═══ Listed records
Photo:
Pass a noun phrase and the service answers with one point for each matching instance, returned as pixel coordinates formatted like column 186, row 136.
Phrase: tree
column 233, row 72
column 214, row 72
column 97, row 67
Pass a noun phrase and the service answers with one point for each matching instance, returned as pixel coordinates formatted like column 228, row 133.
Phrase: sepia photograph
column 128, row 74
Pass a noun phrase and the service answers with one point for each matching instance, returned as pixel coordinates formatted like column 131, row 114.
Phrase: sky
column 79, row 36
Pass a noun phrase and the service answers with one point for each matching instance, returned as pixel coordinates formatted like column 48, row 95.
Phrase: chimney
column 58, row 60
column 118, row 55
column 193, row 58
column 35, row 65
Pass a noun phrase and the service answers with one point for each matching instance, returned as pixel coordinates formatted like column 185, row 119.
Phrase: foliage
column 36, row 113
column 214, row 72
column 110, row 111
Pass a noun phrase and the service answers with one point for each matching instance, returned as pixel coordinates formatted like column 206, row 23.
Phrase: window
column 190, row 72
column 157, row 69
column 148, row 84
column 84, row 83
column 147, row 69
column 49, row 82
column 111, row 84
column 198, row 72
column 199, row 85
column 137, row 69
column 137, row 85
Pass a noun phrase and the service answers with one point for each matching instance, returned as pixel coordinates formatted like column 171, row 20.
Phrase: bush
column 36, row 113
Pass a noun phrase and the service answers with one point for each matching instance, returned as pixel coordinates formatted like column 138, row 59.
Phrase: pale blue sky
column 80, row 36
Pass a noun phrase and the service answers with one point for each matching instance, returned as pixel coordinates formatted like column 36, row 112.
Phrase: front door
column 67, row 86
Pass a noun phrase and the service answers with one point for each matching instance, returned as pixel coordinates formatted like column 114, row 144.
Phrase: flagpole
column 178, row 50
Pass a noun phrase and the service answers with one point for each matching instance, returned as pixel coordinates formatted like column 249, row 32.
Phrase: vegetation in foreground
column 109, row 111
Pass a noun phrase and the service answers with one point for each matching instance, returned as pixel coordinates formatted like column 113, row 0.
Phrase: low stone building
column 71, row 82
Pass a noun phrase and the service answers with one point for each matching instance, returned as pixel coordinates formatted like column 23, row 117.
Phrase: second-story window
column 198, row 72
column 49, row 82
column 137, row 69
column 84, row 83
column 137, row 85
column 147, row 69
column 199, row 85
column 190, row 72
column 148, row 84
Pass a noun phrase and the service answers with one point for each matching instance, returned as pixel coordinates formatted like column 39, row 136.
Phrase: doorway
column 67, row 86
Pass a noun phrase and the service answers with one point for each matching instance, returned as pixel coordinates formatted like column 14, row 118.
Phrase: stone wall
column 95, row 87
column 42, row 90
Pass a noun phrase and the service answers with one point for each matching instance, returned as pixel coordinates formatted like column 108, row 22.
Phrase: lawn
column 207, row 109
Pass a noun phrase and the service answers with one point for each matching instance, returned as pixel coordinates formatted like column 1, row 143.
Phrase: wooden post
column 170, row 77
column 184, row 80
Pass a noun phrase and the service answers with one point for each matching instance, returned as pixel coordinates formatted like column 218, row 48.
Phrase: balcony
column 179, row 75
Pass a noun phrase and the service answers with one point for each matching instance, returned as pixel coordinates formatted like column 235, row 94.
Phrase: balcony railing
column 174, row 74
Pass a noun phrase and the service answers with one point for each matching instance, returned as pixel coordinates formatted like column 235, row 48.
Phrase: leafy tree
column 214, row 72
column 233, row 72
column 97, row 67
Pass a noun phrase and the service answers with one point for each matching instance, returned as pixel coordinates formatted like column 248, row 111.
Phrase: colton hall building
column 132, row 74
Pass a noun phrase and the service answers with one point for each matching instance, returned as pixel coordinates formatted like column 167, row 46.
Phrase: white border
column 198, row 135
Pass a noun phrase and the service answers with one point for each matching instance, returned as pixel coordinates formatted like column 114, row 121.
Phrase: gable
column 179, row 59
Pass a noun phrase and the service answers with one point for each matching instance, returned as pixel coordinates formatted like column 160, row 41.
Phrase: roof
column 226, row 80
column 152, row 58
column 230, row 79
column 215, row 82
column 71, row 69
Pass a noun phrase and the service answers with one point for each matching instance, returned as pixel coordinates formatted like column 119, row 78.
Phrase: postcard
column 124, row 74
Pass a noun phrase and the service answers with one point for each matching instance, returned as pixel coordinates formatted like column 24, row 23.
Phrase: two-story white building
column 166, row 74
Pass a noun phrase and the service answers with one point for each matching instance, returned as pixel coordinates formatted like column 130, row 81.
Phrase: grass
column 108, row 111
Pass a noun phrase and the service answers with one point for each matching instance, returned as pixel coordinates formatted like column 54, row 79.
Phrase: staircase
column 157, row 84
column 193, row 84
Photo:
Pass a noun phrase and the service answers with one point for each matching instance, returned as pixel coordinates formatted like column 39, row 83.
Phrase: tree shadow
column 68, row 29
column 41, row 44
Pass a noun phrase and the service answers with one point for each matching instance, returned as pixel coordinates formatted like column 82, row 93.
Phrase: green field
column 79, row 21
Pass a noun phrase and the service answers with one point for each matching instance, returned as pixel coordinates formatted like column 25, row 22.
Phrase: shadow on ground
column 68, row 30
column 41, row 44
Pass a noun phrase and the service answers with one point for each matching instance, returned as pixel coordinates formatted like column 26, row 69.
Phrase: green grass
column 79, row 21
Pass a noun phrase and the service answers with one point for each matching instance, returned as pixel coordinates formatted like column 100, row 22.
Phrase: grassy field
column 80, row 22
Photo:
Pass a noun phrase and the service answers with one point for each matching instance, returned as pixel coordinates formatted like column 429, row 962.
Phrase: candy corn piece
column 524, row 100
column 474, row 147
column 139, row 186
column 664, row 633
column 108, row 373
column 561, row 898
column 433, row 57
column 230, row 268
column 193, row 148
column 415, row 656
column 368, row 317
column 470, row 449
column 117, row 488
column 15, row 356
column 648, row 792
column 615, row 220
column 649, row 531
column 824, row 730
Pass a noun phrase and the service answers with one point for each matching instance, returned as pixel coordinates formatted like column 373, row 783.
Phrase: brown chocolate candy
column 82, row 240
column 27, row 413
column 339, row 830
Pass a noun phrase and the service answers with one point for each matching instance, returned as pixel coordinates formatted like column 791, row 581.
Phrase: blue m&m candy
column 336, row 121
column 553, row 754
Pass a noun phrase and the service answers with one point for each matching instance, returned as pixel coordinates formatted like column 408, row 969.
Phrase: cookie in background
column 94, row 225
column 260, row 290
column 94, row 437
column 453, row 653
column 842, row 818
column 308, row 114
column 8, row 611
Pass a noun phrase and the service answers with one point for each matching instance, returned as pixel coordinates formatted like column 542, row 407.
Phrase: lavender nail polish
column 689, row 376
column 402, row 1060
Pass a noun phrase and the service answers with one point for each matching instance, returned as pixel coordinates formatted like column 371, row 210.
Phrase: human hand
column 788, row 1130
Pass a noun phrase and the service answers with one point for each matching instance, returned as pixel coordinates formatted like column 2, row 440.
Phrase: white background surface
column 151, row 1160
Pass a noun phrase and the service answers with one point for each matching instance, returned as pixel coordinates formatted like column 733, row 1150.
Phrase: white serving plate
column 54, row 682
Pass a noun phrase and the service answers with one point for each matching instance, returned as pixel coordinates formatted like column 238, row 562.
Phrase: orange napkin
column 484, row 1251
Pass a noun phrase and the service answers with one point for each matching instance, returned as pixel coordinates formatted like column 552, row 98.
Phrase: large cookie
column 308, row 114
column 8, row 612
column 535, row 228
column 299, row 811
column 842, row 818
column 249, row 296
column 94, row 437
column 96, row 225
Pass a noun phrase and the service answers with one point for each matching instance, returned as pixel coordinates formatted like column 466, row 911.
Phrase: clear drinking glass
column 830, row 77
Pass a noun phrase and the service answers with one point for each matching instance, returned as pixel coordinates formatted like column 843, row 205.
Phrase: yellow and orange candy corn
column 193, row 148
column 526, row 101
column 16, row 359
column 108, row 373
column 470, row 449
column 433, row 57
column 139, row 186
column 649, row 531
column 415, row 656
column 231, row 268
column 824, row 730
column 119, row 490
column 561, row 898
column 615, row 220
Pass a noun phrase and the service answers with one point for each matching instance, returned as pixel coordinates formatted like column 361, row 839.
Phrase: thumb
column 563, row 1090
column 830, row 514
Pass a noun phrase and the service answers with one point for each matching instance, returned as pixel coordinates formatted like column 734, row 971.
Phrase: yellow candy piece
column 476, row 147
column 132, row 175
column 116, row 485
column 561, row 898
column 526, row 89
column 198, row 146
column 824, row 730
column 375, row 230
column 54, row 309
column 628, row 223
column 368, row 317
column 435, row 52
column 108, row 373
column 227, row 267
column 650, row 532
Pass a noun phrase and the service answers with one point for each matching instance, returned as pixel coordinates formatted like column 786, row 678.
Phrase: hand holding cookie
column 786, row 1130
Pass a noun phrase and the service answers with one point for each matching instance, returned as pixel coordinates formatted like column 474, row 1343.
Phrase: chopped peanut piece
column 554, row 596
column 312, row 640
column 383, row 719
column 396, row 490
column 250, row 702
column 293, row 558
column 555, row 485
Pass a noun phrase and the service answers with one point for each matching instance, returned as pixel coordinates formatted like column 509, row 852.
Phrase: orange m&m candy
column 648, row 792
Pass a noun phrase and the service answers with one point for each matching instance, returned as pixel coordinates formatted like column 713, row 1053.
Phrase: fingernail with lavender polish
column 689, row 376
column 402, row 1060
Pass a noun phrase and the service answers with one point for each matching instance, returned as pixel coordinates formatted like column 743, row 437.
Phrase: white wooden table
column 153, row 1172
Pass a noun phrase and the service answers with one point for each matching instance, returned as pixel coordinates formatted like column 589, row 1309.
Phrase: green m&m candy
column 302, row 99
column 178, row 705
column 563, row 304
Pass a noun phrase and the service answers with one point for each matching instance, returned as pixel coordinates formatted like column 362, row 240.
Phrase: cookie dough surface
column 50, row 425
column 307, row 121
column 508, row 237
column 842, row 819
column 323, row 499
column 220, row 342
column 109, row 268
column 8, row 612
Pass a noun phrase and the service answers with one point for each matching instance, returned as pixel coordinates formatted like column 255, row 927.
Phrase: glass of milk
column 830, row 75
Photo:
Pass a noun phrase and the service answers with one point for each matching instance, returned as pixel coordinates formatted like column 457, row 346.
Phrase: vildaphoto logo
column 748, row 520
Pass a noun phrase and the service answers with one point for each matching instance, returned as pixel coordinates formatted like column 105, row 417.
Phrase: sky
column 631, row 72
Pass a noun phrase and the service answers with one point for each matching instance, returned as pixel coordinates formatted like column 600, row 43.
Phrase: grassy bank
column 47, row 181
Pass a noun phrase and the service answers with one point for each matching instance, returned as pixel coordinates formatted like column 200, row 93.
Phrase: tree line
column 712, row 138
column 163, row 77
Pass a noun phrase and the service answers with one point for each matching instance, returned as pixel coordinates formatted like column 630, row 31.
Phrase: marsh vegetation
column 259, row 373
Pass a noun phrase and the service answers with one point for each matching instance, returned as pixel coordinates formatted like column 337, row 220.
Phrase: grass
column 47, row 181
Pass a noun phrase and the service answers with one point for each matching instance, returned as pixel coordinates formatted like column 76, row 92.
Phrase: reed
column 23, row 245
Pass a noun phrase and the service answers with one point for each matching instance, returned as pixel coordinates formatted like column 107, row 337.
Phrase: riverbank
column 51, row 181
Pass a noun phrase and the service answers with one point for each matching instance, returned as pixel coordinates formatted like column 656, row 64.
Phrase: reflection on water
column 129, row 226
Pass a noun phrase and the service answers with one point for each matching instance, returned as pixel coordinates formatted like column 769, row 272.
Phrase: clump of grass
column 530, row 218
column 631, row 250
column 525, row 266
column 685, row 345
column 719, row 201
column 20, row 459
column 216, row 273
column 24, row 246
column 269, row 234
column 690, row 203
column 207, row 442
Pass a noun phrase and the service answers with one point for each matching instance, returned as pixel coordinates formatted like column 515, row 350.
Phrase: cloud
══════
**Task to carry out:** Rewrite the stretch from the line that contains "76, row 92." through the end of the entries, changing "riverbank" to "shore" and leaving everything else as it is.

**Written solution:**
Pass a noun phrase and the service answers with one point for each matching instance, returned as pixel coordinates formatted like column 76, row 92.
Phrase: reed
column 23, row 245
Pass a noun phrase and the service answers with one point for each matching instance, returned as pixel coordinates formatted like column 107, row 337.
Phrase: shore
column 51, row 181
Pass a noun phrase and the service answers with one point for each matching instance, returned as pixel coordinates formatted like column 656, row 64.
Phrase: reflection on water
column 129, row 226
Pass a noun phrase and the service answers with one point for each matching instance, returned as pixel coordinates formatted like column 769, row 272.
Phrase: clump of grass
column 530, row 218
column 631, row 250
column 525, row 266
column 685, row 345
column 719, row 201
column 20, row 459
column 216, row 273
column 24, row 246
column 269, row 234
column 690, row 203
column 207, row 442
Pass a noun phrase and the service answers with one point for each matching instance, returned as pixel coordinates formatted like column 515, row 350.
Phrase: cloud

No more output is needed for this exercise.